• **RECORDED DATA**
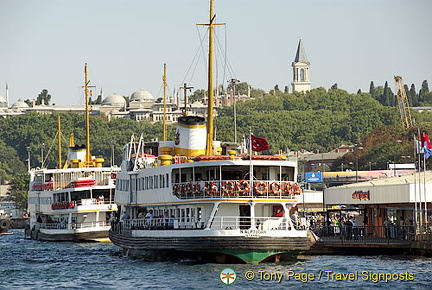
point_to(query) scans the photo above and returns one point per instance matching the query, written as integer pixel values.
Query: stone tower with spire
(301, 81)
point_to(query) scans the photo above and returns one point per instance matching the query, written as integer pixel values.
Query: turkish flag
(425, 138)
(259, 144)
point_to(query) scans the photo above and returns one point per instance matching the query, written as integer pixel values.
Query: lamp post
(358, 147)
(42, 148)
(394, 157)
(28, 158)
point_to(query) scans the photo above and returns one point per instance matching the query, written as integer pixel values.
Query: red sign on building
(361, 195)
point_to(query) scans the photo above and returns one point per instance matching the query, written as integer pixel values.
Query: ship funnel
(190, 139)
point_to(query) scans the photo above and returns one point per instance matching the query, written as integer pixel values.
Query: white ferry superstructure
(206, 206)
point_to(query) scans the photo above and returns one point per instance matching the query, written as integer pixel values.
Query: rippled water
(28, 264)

--

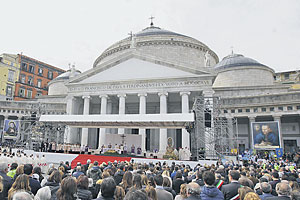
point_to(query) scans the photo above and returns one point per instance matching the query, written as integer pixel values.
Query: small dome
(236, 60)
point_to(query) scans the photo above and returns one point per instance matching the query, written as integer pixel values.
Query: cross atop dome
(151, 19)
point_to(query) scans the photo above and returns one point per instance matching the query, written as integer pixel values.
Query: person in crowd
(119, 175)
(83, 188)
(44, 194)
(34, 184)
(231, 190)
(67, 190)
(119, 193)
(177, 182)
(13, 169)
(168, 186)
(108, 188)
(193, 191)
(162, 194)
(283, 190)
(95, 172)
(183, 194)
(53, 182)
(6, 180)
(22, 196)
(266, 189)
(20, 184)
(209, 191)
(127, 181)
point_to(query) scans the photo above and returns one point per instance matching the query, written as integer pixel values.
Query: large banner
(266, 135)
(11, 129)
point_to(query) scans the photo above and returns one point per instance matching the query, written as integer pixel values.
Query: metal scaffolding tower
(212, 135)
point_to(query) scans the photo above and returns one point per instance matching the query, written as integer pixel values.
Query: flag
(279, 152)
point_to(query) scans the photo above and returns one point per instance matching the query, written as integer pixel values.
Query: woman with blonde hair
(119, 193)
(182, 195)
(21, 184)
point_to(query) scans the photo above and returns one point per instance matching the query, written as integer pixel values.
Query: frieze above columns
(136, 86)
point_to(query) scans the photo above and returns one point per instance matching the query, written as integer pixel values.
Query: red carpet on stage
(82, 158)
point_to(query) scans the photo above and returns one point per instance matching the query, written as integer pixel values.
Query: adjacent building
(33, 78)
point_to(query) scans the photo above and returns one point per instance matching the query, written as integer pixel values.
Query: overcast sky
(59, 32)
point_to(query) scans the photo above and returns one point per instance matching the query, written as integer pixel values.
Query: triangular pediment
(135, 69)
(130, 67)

• **TO BE DONE**
Pick out each line of the records that contains the word "with", and copy those lines out.

• **SOLVED EXERCISE**
Query: stone tower with spire
Query: woman with blonde hair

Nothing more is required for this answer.